● Stated exercise: Format every line of the rows below as a JSON list of strings, one string per line, leaving out any blank lines.

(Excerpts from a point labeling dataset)
· · · · ·
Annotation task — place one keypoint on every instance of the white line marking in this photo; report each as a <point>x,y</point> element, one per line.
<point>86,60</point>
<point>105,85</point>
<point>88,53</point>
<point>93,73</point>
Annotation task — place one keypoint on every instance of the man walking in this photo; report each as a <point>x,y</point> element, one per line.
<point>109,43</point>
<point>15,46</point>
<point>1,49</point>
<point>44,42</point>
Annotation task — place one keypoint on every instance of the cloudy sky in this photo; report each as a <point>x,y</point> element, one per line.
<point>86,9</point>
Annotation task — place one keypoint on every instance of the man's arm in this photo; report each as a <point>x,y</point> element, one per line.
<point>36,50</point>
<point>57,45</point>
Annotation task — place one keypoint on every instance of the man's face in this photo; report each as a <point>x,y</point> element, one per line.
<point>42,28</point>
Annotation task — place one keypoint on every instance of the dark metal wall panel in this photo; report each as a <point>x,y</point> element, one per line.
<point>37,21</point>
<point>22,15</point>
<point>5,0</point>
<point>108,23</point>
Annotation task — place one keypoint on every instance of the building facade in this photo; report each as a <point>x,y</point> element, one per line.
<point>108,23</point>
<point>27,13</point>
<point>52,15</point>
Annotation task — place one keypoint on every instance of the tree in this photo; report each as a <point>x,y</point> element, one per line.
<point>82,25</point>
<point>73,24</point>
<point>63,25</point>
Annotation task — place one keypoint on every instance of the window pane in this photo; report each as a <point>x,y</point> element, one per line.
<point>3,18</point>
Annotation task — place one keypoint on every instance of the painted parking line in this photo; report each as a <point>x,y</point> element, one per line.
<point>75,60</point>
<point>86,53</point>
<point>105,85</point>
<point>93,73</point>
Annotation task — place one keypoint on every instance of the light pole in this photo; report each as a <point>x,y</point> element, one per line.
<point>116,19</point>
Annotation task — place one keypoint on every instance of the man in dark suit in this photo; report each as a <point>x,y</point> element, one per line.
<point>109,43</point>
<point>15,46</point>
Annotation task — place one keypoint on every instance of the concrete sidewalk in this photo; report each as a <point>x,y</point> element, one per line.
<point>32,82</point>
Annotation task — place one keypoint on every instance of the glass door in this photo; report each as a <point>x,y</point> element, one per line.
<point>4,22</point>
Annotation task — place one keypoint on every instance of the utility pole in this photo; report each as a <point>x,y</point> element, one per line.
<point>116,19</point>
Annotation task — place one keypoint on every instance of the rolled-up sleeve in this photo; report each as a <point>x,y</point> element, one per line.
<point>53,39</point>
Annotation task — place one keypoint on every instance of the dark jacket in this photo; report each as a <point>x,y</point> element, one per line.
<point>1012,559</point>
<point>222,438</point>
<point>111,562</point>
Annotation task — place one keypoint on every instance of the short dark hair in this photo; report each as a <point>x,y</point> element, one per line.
· · · · ·
● Solution for this task:
[
  "Annotation task — place one keypoint on every instance of the white line marking in this photo; report each as a <point>x,y</point> element, one per line.",
  "<point>86,60</point>",
  "<point>105,85</point>",
  "<point>88,53</point>",
  "<point>93,73</point>",
  "Annotation task — place one keypoint on every instance of the man walking in this photo; report each as a <point>x,y</point> element, one per line.",
  "<point>109,43</point>",
  "<point>15,46</point>",
  "<point>1,49</point>",
  "<point>44,42</point>",
  "Annotation task — place one keypoint on every instance of the cloudy sky in this photo; report each as a <point>x,y</point> element, one per line.",
  "<point>86,9</point>",
  "Annotation task — place one keypoint on every instance of the man's arm in this photo; report each as a <point>x,y</point> element, one per line.",
  "<point>36,50</point>",
  "<point>57,45</point>",
  "Annotation task — place one keypoint on every instance of the man's face in this photo; report each as a <point>x,y</point> element, one per line.",
  "<point>42,28</point>",
  "Annotation task — place one keypoint on every instance of the dark metal wall panel in this photo; report each as a <point>x,y</point> element, one per line.",
  "<point>37,21</point>",
  "<point>22,15</point>",
  "<point>5,0</point>",
  "<point>108,23</point>",
  "Annotation task — place one keypoint on every instance of the building facade in this photo; report each as a <point>x,y</point> element, one per line.",
  "<point>108,23</point>",
  "<point>27,13</point>",
  "<point>52,15</point>",
  "Annotation task — place one keypoint on every instance of the tree in this photo; report each as a <point>x,y</point> element, one per line.",
  "<point>82,25</point>",
  "<point>73,24</point>",
  "<point>63,25</point>",
  "Annotation task — place one keypoint on every instance of the window pane in this photo; report each as a <point>x,y</point> element, one per line.",
  "<point>3,18</point>",
  "Annotation task — place one keypoint on every instance of the painted parking line in this photo; report each as a <point>x,y</point> element, one per line.",
  "<point>75,60</point>",
  "<point>86,53</point>",
  "<point>105,85</point>",
  "<point>93,73</point>",
  "Annotation task — place one keypoint on every instance of the light pole in this photo; report each as a <point>x,y</point> element, one per line.",
  "<point>116,19</point>",
  "Annotation task — place one keypoint on every instance of the man in dark suit in this photo; report each as a <point>x,y</point> element, one per line.",
  "<point>109,43</point>",
  "<point>15,46</point>",
  "Annotation task — place one keypoint on every instance of the concrete sidewalk in this photo; report each as a <point>x,y</point> element, one per line.",
  "<point>32,82</point>",
  "Annotation task — place one keypoint on every instance of the glass door in this photo; report each as a <point>x,y</point> element, one per line.",
  "<point>4,22</point>",
  "Annotation task — place one keypoint on every instance of the utility pole in this photo; report each as a <point>x,y</point> element, one per line.",
  "<point>116,19</point>",
  "Annotation task — place one keypoint on every instance of the rolled-up sleeve in this photo; report each as a <point>x,y</point> element, one per line.",
  "<point>53,39</point>",
  "Annotation task — place one keypoint on every instance of the dark jacket in this photo; report each as a <point>x,y</point> element, one per line.",
  "<point>1012,559</point>",
  "<point>222,438</point>",
  "<point>111,562</point>",
  "Annotation task — place one keypoint on every instance of the short dark hair in this photo; report each as a <point>x,y</point> element, one per line."
]